> [DATASET ENTRIES]:
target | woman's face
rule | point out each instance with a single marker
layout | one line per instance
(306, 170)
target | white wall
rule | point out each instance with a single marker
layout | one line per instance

> [GOAL]:
Copy the lines above without changing anything.

> [SOLUTION]:
target | woman's face
rule | point out each instance with a single marker
layout | one line per instance
(306, 170)
target | white wall
rule | point out each instance with a single marker
layout | one line per instance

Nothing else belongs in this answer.